EXTRACT TO READ:
◇ ◇ ◇

Bill Elfering is a Umatilla County commissioner and member of the Columbia Development Authority, the regional board working with the U.S. military to transfer the depot back to local control. He refers to the endless rows of bunkers as “igloos,” a strangely cute name for rooms built to house weapons of war. As we tour the site, Elfering points out how they were built in staggered rows.
“There was a concern that one might set the whole thing off and it would be like a string of firecrackers on the Fourth of July,” he said. “All of a sudden it just went ‘pop, pop, pop.’”
The staggered design was proven to work in 1944 when one of the igloos did explode, killing six people. At the time, the depot’s administrators were only able to tell who had been killed in the blast by having everyone on site clock out after the explosion and then tracking which time cards were left.
“I think the earth would still be shaking if they were to all go off,” Elfering said.
A Time-Consuming Transition
It’s been years since weapons were actually stored at the Umatilla Chemical Depot. A 1993 United Nations resolution banned all use and storage of chemical weapons. In 2004, a massive furnace was built on the property, and all of the weapons were incinerated. The depot officially closed in 2012.
The property was supposed to return to local control in 2015, but even today, much of the land remains in the hands of the military.
That could be about to change. After years of negotiations, locals are cautiously optimistic that much of the depot’s land will soon be back in local control.
Dr. David Drotzman is the mayor of the nearby town of Hermiston. Hundreds of people from the neighboring community worked at the depot when it was in operation, and a lot of those jobs are gone.
“Were those some good paying jobs? Absolutely,” he said. “And have they been replaced with the same level of jobs? Maybe, maybe not.”
He’s eager to see new development.
“Everybody’s wish list is Costco. ‘When can we get a Costco out there?’” he said. “I think any employer that provides an opportunity for good paying — above you know the state average wages.”
The plan to redevelop the depot has several parts. The first phase, converting a portion of the land to a National Guard training center is already well underway. Portions of the land will also be designated as a large nature preserve.
But Elfering says the biggest economic boon could come from developing two stretches of industrial land. The depot lies at the intersection of Interstates 84 and 82, giving it great potential as a transit hub.
“You go 185 miles or 180 miles to the west, and you’re in Portland,” Elfering says. “You go a couple hundred miles to the northwest, you’re in Seattle. You go a couple hundred miles to the northeast, you’re in Spokane. If you go to the southwest, you’re in Boise.”
Mayor Drotzman says that type of development could provide a huge boost to his community.
“Most of those people will be either living here or doing business here, buying their groceries or doing their doctor visit with us,” he said. “So it will have a significant impact, and we need to be prepared. We want to start that process, and so that’s where the frustration comes from.”
While the years of delays have been frustrating to many locals, another group has been waiting much longer to return to the site.
Bill Tovey is with the Confederated Tribes of the Umatilla Reservation. The depot runs through his nation’s hunting and gathering lands, including the religiously-significant Coyote Coulee. He’s eager to see the land to return to the tribes so they can begin rehabilitating the land.

◇ ◇ ◇

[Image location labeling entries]
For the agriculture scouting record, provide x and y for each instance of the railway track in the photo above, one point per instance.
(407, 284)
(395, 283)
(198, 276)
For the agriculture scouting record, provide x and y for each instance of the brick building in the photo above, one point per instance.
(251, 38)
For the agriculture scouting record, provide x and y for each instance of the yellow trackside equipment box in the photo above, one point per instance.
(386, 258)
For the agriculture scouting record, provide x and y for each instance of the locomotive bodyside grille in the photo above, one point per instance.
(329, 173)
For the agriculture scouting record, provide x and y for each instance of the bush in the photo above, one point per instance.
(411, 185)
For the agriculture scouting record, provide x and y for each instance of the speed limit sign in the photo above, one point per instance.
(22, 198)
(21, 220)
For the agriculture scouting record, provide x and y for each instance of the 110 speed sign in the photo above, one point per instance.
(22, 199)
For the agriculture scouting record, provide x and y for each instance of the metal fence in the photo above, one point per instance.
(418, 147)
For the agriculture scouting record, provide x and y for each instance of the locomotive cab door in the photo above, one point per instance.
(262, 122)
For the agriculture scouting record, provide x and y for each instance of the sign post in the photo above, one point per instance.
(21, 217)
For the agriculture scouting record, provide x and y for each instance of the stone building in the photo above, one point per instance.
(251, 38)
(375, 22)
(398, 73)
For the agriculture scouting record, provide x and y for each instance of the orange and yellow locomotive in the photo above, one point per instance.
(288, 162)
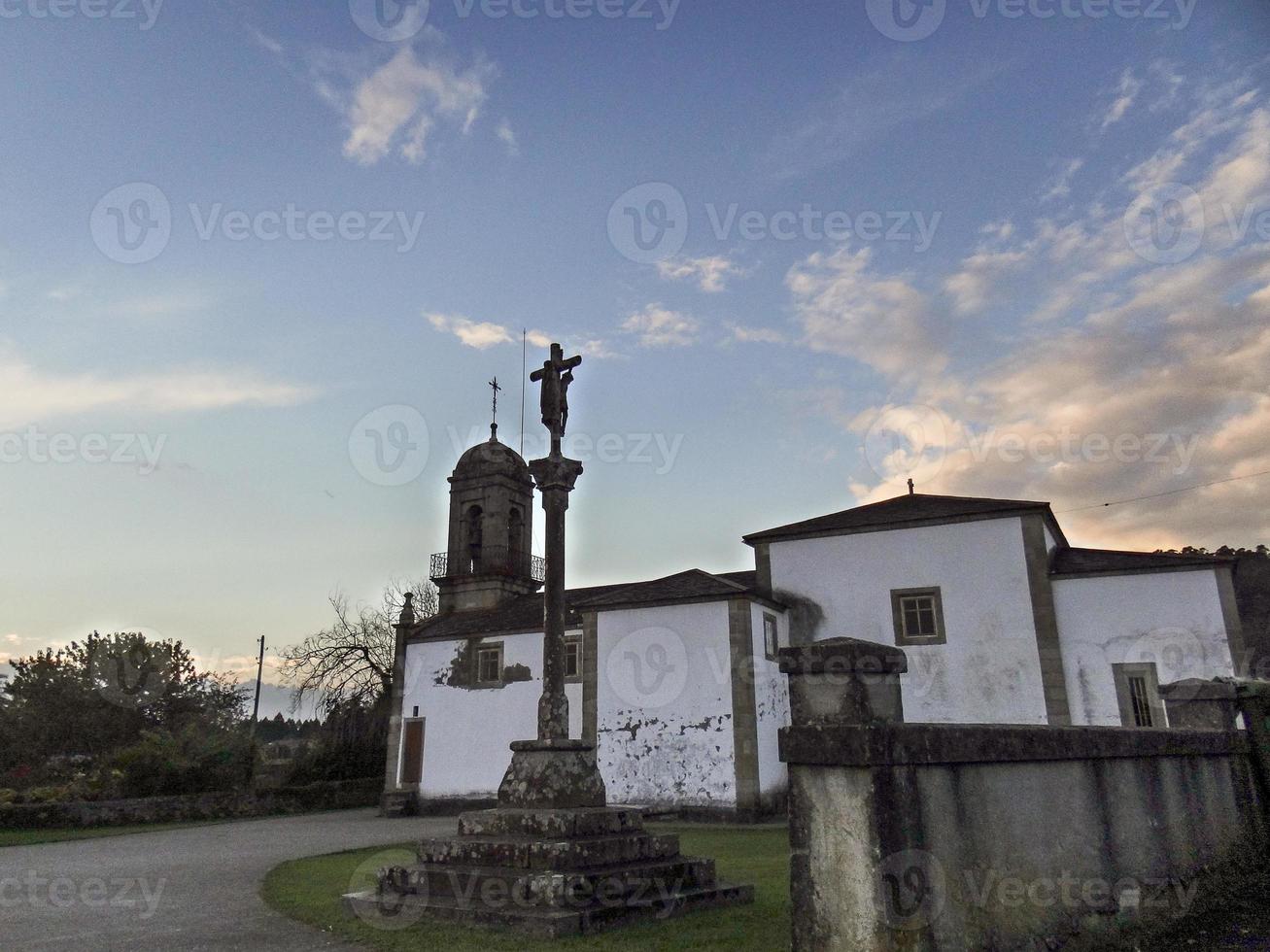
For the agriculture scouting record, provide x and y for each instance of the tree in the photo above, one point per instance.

◇ ◇ ◇

WORK INSTRUCTIONS:
• 1. State whether each statement agrees with the depot article, answering yes or no and quoting the exact words of the article that decide it: (a) One igloo exploded in 1944 and killed six people. (b) The depot officially closed in 2004. (c) David Drotzman is a Umatilla County commissioner.
• 2. Reproduce the passage of the depot article between "The plan to" and "a transit hub.", inclusive.
The material is not needed for any of this work.

ANSWERS FOR THE EXERCISE:
• 1.
(a) Yes: "The staggered design was proven to work in 1944 when one of the igloos did explode, killing six people."
(b) No: "The depot officially closed in 2012."
(c) No: "Dr. David Drotzman is the mayor of the nearby town of Hermiston."

• 2.
The plan to redevelop the depot has several parts. The first phase, converting a portion of the land to a National Guard training center is already well underway. Portions of the land will also be designated as a large nature preserve.
But Elfering says the biggest economic boon could come from developing two stretches of industrial land. The depot lies at the intersection of Interstates 84 and 82, giving it great potential as a transit hub.